Farewell to the Pukinmäki Esso
The last REAL service station in Helsinki makes way for an ABC
By Jarmo Aaltonen
"Your food's getting cold", Minna Hakkarainen calls across to Gerd Kamke as she takes a plate over to Jari Silvola, who has just stopped in to eat at the Pukinmäki Esso.
Kamke stands with a pair of parrot-nose pliers in his hand as if he was off to the grease-pit, but he's not.
"Put these aside somewhere for safe keeping. Someone left them by accident on that table", says Kamke and passes the pliers to Hakkarainen, and he goes back to his lunch.
The Pukinmäki Esso service station is more than handily placed for Kamke, as his company is based in Pihlajamäki and he lives in Tapaninvainio, and Pukinmäki is slap-bang between the pair of them.
And to make matters even simpler, the place is run by Tapani Holm, whose previous service station in Pitäjänmäki used to be Kamke's local a quarter of a century ago.
Holm took over the Esso here in 1986.
And he clearly made a pretty good fist of it.
But the days are numbered for the Pukinmäki Esso, an absolutely legendary place through the metropolitan area for the quality of its service.
The station is going to close on May Day, when work starts on converting it into an ABC outlet, one of those establishments - often open 24/7 - owned by the S-Group and with pumps and a shop, and a restaurant, and just about everything else - except someone to fix your car.
The remainder of the stuff at the Esso will be going under the auctioneer's hammer on May 3rd.
For Gerd Kamke, the closure is a bitter, bitter pill.
"For me, it is important that I get decent service, and I'm willing to pay for it. Round here I've been able to get everything from the same place - tyres changed twice a year, autumn and spring, car wash, regular service, repairs when necessary, and food and drink, all from a competent and friendly staff. It's a crying shame it's all going."

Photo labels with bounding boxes
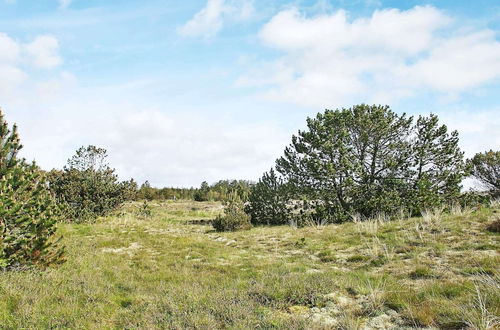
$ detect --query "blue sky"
[0,0,500,186]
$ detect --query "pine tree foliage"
[468,150,500,198]
[246,168,289,225]
[0,111,64,268]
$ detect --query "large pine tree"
[0,110,63,269]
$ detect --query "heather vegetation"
[0,104,500,329]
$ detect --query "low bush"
[212,193,252,231]
[49,146,137,222]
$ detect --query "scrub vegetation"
[0,104,500,329]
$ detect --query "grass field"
[0,201,500,329]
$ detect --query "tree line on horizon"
[0,104,500,269]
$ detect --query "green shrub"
[245,168,289,225]
[212,193,252,231]
[468,150,500,198]
[49,146,137,222]
[276,104,467,223]
[137,201,152,219]
[0,111,64,269]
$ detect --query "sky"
[0,0,500,187]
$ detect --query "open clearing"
[0,201,500,329]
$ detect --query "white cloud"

Stated task »
Carry on the article about the closing of the Pukinmäki Esso from the point where it stops.

Output of the exercise »
"A shame" is the sentiment expressed by Jari Silvola, too. His company's delivery vans have always filled up here.
"I've been around these streets since I was a little kid. This is like coming home. And from this Esso you've always been able to get more than just a hotdog and a tankful of unleaded."
Every Friday, like clockwork, the delivery trucks will come in here to fill up before going off to the depot, Silvola says, just as Kaius Heiskanen swings onto the forecourt in his bread van, another of Silvola's fleet.
"Nowadays when the authorities are tough on enforcing drivers' rest-times, oases like this are important. You can get your car fixed up, and yourself", adds Silvola.
A car draws up at the pumps, next to Heiskanen's truck. It is driven by Sven "Svenkka" Holm, Tapani Holm's 83-year-old father.
He used to be a building contractor, who built gas stations for Esso. Then when the Esso in nearby Malmi couldn't find an entrepreneur to run it, Holm stepped in and managed the place himself for 25 years.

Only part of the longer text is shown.